Exercise objective: Scan the lines below for the string "come". Reply with how many match, and no other words.
····················
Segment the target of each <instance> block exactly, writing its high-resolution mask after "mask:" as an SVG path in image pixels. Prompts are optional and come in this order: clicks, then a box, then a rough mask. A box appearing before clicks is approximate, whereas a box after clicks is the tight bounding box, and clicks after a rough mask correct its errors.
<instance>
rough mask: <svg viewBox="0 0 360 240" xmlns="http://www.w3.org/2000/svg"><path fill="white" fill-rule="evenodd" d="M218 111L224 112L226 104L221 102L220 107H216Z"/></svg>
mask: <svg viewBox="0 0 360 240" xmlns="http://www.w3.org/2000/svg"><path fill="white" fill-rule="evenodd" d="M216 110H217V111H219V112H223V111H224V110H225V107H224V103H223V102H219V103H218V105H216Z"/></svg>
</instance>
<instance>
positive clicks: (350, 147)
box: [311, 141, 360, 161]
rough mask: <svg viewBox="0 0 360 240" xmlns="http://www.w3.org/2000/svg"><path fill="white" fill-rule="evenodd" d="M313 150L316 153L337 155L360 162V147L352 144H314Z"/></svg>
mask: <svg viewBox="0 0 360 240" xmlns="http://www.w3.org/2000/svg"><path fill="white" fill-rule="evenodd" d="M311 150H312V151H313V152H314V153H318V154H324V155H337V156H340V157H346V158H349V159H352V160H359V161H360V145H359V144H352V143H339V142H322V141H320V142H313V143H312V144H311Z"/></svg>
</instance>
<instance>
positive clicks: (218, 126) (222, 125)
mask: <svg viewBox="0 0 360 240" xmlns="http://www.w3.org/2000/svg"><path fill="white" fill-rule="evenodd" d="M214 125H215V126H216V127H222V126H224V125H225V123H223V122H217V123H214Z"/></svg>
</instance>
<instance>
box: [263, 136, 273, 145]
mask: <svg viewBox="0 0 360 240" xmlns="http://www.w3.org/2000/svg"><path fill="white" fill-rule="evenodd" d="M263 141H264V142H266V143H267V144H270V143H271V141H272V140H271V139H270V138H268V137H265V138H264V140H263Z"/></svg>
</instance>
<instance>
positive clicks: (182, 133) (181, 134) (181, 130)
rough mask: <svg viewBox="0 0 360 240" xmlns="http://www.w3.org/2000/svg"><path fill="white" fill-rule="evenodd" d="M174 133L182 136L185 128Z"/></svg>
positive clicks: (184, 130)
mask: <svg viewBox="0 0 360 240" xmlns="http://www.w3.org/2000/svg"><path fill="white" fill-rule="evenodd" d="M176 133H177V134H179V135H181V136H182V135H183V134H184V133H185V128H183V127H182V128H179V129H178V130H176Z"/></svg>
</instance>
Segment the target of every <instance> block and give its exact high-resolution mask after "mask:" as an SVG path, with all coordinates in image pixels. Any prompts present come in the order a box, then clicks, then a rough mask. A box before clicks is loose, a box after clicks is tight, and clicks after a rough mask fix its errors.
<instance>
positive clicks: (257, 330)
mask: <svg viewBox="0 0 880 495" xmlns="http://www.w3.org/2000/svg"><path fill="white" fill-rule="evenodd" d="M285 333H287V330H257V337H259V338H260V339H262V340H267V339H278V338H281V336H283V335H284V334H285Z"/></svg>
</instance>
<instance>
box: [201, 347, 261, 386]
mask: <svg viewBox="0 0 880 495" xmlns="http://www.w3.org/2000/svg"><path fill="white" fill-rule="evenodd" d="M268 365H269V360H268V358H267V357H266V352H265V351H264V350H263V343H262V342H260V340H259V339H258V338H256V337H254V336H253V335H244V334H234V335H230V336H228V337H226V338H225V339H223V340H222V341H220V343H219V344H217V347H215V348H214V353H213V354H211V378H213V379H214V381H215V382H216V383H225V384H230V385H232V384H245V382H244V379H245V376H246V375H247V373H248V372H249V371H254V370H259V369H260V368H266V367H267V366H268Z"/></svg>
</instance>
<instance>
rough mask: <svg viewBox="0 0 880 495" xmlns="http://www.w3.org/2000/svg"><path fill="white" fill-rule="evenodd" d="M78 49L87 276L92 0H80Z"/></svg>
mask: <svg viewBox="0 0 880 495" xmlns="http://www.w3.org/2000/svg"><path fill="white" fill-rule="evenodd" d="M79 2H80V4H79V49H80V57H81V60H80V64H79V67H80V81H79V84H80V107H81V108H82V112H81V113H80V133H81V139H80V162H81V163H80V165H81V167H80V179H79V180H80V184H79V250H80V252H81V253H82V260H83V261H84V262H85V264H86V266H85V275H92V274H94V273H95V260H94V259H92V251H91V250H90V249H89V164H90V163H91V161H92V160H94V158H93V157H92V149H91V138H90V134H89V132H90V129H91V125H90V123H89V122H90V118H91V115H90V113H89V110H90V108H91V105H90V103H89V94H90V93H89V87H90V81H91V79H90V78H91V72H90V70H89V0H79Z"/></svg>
····················
Output below: 2